** PROBLEM TO SOLVE **
Please revise the listing below by replacing every "evenodd" with "nonzero", and give it back with nothing else changed.

>>>>

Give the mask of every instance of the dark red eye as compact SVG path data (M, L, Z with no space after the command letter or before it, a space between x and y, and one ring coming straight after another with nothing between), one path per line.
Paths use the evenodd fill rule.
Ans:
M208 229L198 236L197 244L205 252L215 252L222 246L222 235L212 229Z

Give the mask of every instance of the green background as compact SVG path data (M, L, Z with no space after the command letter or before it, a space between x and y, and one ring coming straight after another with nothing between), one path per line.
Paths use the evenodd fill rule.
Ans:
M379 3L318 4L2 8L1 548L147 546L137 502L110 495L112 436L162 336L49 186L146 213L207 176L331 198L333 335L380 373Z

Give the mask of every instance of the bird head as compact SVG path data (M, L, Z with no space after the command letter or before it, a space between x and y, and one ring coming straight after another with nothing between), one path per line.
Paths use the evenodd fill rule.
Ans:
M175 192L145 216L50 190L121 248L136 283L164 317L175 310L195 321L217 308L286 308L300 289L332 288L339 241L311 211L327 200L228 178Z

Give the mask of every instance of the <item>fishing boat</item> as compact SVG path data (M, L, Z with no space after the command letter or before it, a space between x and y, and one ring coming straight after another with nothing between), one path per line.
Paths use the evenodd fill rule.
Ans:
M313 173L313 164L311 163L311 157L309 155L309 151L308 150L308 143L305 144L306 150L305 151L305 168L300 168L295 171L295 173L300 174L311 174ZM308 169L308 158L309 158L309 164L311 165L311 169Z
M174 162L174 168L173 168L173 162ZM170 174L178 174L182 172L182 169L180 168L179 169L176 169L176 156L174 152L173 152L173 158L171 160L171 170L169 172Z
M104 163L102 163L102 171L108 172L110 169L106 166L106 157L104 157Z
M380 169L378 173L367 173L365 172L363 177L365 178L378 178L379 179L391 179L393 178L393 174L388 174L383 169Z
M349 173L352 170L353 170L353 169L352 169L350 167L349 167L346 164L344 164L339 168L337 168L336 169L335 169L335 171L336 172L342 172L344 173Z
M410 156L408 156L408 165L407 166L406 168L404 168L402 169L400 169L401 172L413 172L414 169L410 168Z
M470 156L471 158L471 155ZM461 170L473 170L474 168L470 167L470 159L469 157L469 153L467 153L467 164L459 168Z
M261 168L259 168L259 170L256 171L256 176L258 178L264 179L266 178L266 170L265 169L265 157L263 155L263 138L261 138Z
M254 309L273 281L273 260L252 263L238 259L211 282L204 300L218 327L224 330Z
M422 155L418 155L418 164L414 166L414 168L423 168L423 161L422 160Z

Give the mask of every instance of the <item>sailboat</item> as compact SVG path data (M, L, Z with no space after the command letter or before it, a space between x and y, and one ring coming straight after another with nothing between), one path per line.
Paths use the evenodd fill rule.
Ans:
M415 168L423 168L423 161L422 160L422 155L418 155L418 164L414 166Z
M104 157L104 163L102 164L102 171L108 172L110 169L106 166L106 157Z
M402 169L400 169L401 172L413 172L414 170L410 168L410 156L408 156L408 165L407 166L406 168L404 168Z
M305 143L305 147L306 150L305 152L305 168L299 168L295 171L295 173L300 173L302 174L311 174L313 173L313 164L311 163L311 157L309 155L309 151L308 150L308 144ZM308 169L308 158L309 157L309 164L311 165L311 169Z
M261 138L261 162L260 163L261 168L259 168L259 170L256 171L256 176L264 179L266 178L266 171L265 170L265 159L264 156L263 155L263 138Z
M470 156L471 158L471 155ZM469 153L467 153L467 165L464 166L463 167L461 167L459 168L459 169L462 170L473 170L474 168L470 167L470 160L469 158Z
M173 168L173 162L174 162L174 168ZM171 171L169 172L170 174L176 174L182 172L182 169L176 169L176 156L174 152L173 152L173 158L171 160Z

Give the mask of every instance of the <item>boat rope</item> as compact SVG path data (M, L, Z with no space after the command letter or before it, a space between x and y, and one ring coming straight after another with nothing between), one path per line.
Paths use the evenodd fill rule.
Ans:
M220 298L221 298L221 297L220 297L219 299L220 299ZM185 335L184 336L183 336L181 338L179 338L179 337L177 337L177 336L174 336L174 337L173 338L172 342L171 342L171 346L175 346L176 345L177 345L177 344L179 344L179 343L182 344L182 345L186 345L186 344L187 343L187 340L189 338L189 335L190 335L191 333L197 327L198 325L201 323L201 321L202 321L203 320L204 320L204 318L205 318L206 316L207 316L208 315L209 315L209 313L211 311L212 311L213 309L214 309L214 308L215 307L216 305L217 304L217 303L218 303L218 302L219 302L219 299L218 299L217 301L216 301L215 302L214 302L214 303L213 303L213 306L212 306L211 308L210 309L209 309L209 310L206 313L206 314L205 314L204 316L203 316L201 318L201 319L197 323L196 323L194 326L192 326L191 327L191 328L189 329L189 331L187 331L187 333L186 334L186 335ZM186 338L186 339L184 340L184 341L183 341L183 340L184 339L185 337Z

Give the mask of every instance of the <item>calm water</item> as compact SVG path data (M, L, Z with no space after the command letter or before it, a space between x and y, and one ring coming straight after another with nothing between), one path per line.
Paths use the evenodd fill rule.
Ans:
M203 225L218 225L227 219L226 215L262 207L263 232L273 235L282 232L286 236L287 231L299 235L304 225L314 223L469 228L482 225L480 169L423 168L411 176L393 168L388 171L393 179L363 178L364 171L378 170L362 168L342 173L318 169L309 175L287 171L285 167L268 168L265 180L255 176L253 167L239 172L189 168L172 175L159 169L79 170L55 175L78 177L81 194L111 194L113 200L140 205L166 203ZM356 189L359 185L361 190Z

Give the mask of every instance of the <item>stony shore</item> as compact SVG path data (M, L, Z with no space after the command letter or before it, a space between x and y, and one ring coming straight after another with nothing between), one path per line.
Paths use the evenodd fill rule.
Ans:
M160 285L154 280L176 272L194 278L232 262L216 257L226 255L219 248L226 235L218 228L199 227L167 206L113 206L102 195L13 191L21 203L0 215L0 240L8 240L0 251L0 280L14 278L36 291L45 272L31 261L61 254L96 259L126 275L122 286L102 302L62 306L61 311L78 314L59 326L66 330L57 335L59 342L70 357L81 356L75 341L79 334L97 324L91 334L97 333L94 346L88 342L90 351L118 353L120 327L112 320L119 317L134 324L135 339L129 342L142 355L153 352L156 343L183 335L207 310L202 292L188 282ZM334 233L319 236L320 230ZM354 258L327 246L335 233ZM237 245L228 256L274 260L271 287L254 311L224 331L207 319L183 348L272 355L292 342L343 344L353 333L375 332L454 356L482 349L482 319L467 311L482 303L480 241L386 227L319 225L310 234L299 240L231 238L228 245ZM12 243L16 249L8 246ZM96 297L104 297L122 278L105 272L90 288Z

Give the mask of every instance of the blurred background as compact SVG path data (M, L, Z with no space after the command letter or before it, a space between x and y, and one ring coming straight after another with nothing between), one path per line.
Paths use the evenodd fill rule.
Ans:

<<<<

** TASK RESPONSE **
Give the mask of every instance of the dark red eye as compact SVG path data (M, L, Z with no space after the command letter or before it, a space between x and y, and one ring coming straight after another with nothing between), one path per line.
Paths use the nonzero fill rule.
Ans:
M208 229L198 236L197 244L205 252L215 252L222 246L222 235L212 229Z

Give the mask of every instance of the green background as compact SVG path data (M, L, Z with no space after the command letter or before it, a space between x and y, and one ring coming straight after another with nothing between), one path per line.
Paths use the nonzero fill rule.
Ans:
M379 3L318 4L2 8L1 548L147 546L137 502L110 495L112 436L162 336L49 186L146 213L207 176L331 198L333 335L380 373Z

Give the mask of every instance of the bird head as compact SVG path data (M, L, Z with no space after the command letter or before it, a space between x and y, and one ring coming straight after another with nothing between), one path per line.
Paths use the nonzero fill rule.
Ans:
M175 192L145 216L50 190L121 248L136 283L164 317L175 310L195 321L217 308L286 308L300 289L332 288L339 241L311 211L327 200L228 178Z

Give the mask of every instance of the <item>fishing boat</item> as compact SVG path data (M, L, Z with no space after the command letter or before it, a space between x and y, and one ring coming straight after another with nothing between), one path per line.
Paths use the nonzero fill rule.
Ans:
M313 173L313 164L311 163L311 157L309 155L309 151L308 150L308 143L305 144L306 150L305 151L305 168L300 168L295 171L295 173L300 174L311 174ZM308 169L308 158L309 158L309 164L311 165L311 169Z
M174 162L174 168L173 168L173 162ZM170 174L178 174L182 172L182 169L180 168L179 169L176 169L176 156L174 152L173 152L173 158L171 160L171 170L169 172Z
M104 163L102 163L102 171L108 172L110 169L106 166L106 157L104 157Z
M380 169L378 173L367 173L365 172L363 177L365 178L378 178L379 179L391 179L393 178L393 174L388 174L383 169Z
M349 173L352 170L353 170L353 169L352 169L350 167L349 167L346 164L344 164L339 168L337 168L336 169L335 169L335 171L336 172L342 172L344 173Z
M410 156L408 156L408 165L407 166L406 168L404 168L402 169L400 169L401 172L413 172L414 169L410 168Z
M470 156L471 158L471 155ZM461 170L473 170L474 168L470 167L470 159L469 157L469 153L467 153L467 164L459 168Z
M261 168L259 168L259 170L256 171L256 176L258 178L264 179L266 178L266 170L265 169L265 157L263 155L263 138L261 138Z
M254 309L273 281L273 260L252 263L238 259L211 282L204 300L218 327L224 330Z
M422 155L418 155L418 164L414 166L414 168L423 168L423 161L422 160Z

Give the mask of every instance of the <item>sailboat</item> as compact SVG path data (M, L, Z with no space after the command letter or before it, a space between x and y, and one ring coming straight after another with nothing between), one path per line.
Paths use the nonzero fill rule.
Ans:
M415 168L423 168L423 161L422 160L422 155L418 155L418 164L414 166Z
M104 157L104 163L102 164L102 171L108 172L110 169L106 166L106 157Z
M402 169L400 169L401 172L413 172L414 170L410 168L410 156L408 156L408 165L407 166L406 168L404 168Z
M305 143L305 147L306 150L305 152L305 168L299 168L295 171L295 173L300 173L302 174L311 174L313 173L313 164L311 163L311 157L309 155L309 151L308 150L308 144ZM308 169L308 158L309 157L309 164L311 165L311 169Z
M261 138L261 162L260 163L261 168L259 168L259 170L256 171L256 176L264 179L266 178L266 171L265 170L265 159L264 156L263 155L263 138Z
M470 156L471 158L471 155ZM469 153L467 153L467 165L464 166L463 167L461 167L459 168L459 169L462 170L473 170L474 168L470 167L470 160L469 158Z
M173 168L173 162L174 162L174 168ZM171 171L169 172L170 174L176 174L182 172L182 169L176 169L176 156L174 152L173 152L173 158L171 160Z

Give the mask of every instance of the <item>boat rope</item> as compact SVG path data (M, L, Z with no space after the command letter or before it, a space between x and y, and one ring coming straight after another with nothing between), one path per line.
Paths use the nonzero fill rule.
Ans:
M220 298L221 298L221 297L220 297L219 299L220 299ZM185 335L184 336L183 336L181 338L179 338L179 337L177 337L177 336L174 336L174 337L173 338L172 342L171 342L171 346L175 346L176 345L177 345L177 344L179 344L179 343L182 344L182 345L186 345L186 344L187 343L187 340L189 338L189 335L190 335L191 333L197 327L198 325L201 323L201 321L202 321L203 320L204 320L204 318L205 318L206 316L207 316L208 315L209 315L209 313L211 311L212 311L213 309L214 309L214 308L215 307L216 305L217 304L217 303L218 303L218 302L219 302L219 299L218 299L217 301L216 301L215 302L214 302L214 303L213 303L213 306L212 306L211 308L210 309L209 309L209 310L206 313L206 314L205 314L204 316L203 316L201 318L201 319L197 323L196 323L194 326L192 326L191 327L191 328L189 329L189 331L187 331L187 333L186 334L186 335ZM186 338L186 339L184 340L184 341L183 341L183 340L184 339L185 337Z

Give the mask of every instance of the <item>calm water</item> as compact SVG path data (M, L, Z with no space after the command letter or before it, a space between x and y, and one ring coming straight after another with nothing between), one path per line.
Paths use the nonzero fill rule.
Ans:
M203 225L218 225L227 219L226 215L262 207L263 232L273 235L282 232L286 236L287 231L299 235L304 225L314 223L469 228L482 225L480 169L423 168L411 176L393 168L388 171L393 179L363 178L364 171L378 170L362 168L342 173L318 169L309 175L287 171L285 167L268 168L265 180L255 176L253 167L239 172L189 168L172 175L159 169L79 170L55 175L78 177L81 194L111 194L113 200L140 205L166 203ZM356 189L359 185L361 190Z

Give the mask of every instance of the <item>stony shore</item> as compact SVG path data (M, L, Z with no space after the command letter or before it, a space between x and y, and one ring coming straight after another with nothing between), one path per line.
Paths use the nonzero fill rule.
Ans:
M160 285L154 280L176 272L194 278L232 262L216 257L226 255L219 248L226 235L218 228L199 227L167 206L113 206L102 195L13 191L21 203L0 215L0 240L8 240L0 251L0 280L14 278L36 291L45 272L31 261L61 254L96 259L126 275L122 286L102 302L62 306L61 311L78 314L59 326L66 330L57 335L59 342L70 357L81 356L75 341L79 334L97 324L91 334L97 333L94 346L88 342L90 351L118 353L120 327L112 320L119 317L134 324L135 339L129 342L142 355L153 352L156 343L183 335L207 310L202 292L188 282ZM334 233L319 236L320 230ZM354 258L327 246L335 233ZM237 245L228 256L274 260L271 287L254 311L224 331L207 319L183 348L272 355L292 342L343 344L353 333L375 332L454 356L482 349L482 319L467 311L482 303L480 241L386 227L319 225L310 234L299 240L231 238L228 245ZM12 243L16 249L8 246ZM96 297L104 297L122 278L105 272L90 288Z

Give the mask of every instance of the blurred background as compact SVG path data (M, L, Z with no space after the command letter or before it, a space between x and y, and one ring coming straight after another with nothing between), one path per line.
Paths use the nonzero fill rule.
Ans:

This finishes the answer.